Sheriff Principal Lockhart

 

 

[2014] HCJAC 81

HCA/2014/002341/XJ

 

OPINION OF THE COURT

 

delivered by LADY PATON

 

in

 

APPEAL BY STATED CASE

 

by

 

GRAHAM DUFFY

 

Appellant;

 

against

 

PROCURATOR FISCAL GLASGOW

 

Respondent:

 

_____________

 

Appellant:  C Mitchell;  John Pryde & Co

Respondent:  Fairley QC AD;  Crown Agent

 

1 July 2014

[1]        In this appeal by way of stated case the appellant, a company director aged 47, does not dispute that he was in physical contact with his wife as she sat under the influence of drink on a backless stone bench in Royal Exchange Square Glasgow.  Their movements were captured by a CCTV camera.  The evidence during the trial consisted of the CCTV footage and evidence from three police officers, two of whom were on foot patrol, and one who was working in the CCTV control room.  The parties’ movements are described in detail in the stated case.

[2]        For present purposes, all that we require to do is draw attention to findings‑in‑fact 7, 8 and 10, which record the appellant as having pushed his wife forcibly so that she fell from the bench to the ground;  struck his wife on the face;  thrown his wife to the ground, held her down and kicked towards her face.  Finding‑in‑fact 14 records that

“throughout the incident, the appellant had a reasonable means of escape from the threat of assault by Mrs Duffy in the form of standing back one or two paces”. 

 

Finding‑in‑fact 15 records that

“the level of force used by the appellant was excessive in relation to Mrs Duffy’s actions towards him.”

 

When the police officers arrived at the scene ,Mrs Duffy was noted to have slight reddening to the left side of her face (finding‑in‑fact 17).

[3]        The sheriff ultimately rejected the appellant’s defence of self‑defence and convicted the appellant of assault.  A person can only be acquitted on the basis of self‑defence if three conditions are satisfied:  first, the appellant must have been attacked or must reasonably have believed himself to have been in imminent danger of attack and must have acted on that belief.  The danger must be immediate.  The belief must rest on reasonable grounds, even though these grounds may be mistaken.  Second, the appellant can only use violence as a last resort.  If there are other ways of avoiding the attack, he should have taken them.  If he could have run away, he should have done so.  Thirdly, the appellant must have used no more than a reasonable amount of force.  The aim of self‑defence is only to stop an attack.  The appellant does not have a licence to use force grossly in excess of what is needed for his defence.  If he goes beyond reasonable force, he is guilty of the offence. 

[4]        In our opinion, bearing these conditions in mind, the sheriff was well entitled to reject the defence of self‑defence in the circumstances of this case.  Mrs Duffy was under the influence of drink.  She was sitting on a backless stone bench.  As the sheriff notes in paragraph 28 of the stated case:

“It was abundantly clear that at almost every point, without in any way abandoning Mrs Duffy, the appellant had the option of standing back a pace of two.  Mrs Duffy was in no state to chase after him.  Given his evidence about her behaviour a few weeks earlier it seemed reasonable to me that he should have expected that her behaviour might be difficult when she again appeared to be in a similar mood or disposition and that he should have taken the simple precaution of staying out of arms’ reach.  Further the Crown evidence, which I accepted, undoubtedly demonstrated the use of excessive force.  In Mrs Duffy’s state she would not have been particularly difficult to control.”

 

[5]        We agree with the sheriff’s comments.  We are not persuaded that the necessary elements of self‑defence were established.  Standing the appellant’s behaviour as recorded in findings‑in‑fact 7, 8 and 10, we are satisfied that the sheriff was entitled to convict.  We accordingly answer question 1 in the affirmative.

## GIVEN PROBLEM A
How many lines in the records below contain the word "purple"? Give only the number.

## RAW DATA
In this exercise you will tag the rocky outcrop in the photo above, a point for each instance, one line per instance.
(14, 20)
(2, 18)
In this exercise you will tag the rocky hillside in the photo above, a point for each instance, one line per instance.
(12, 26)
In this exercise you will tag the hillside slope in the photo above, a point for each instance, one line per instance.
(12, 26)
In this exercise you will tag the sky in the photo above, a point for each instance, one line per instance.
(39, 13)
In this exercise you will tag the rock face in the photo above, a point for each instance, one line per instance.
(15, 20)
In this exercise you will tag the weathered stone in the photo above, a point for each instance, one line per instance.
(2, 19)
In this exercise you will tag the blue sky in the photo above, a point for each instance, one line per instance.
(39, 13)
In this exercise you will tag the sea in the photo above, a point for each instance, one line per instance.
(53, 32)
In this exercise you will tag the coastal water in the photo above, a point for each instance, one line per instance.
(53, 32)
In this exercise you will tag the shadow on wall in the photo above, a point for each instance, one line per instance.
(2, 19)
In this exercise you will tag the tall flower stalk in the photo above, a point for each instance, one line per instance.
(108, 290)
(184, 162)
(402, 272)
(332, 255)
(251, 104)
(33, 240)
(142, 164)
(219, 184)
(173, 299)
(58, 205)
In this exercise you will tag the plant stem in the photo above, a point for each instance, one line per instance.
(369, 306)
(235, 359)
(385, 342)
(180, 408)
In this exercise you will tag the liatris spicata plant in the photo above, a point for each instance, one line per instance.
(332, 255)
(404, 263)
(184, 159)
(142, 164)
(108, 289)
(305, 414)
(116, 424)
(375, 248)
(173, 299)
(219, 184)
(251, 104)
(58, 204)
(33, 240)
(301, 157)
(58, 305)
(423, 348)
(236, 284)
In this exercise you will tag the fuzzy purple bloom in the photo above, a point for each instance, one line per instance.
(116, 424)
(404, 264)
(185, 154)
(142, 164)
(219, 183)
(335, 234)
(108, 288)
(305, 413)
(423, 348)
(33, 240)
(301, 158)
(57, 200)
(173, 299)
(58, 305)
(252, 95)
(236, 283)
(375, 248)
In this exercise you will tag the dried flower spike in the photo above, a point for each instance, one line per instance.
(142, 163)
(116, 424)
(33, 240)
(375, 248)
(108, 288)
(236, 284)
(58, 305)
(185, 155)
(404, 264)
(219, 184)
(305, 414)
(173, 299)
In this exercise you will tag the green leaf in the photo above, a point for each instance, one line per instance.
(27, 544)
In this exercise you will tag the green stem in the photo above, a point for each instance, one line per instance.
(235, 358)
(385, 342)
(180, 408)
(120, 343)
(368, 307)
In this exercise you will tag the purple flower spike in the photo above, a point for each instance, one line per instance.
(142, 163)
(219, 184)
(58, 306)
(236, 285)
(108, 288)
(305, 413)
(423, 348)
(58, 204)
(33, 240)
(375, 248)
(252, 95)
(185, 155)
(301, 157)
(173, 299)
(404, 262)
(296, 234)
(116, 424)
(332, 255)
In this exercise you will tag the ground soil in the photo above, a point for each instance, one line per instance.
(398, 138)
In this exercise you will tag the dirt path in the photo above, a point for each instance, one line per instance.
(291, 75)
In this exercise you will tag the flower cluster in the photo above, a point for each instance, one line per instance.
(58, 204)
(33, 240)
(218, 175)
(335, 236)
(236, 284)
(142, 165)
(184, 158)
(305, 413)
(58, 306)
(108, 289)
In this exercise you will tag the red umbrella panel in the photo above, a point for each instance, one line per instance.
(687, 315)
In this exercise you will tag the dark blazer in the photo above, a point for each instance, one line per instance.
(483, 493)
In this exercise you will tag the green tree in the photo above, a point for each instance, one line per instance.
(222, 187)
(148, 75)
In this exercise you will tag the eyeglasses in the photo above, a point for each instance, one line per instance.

## GIVEN PROBLEM B
Can you copy everything in the court opinion above from "1 July 2014" down to "the stated case."?

## COMPLETE OUTPUT A
2

## COMPLETE OUTPUT B
1 July 2014

[1]        In this appeal by way of stated case the appellant, a company director aged 47, does not dispute that he was in physical contact with his wife as she sat under the influence of drink on a backless stone bench in Royal Exchange Square Glasgow.  Their movements were captured by a CCTV camera.  The evidence during the trial consisted of the CCTV footage and evidence from three police officers, two of whom were on foot patrol, and one who was working in the CCTV control room.  The parties’ movements are described in detail in the stated case.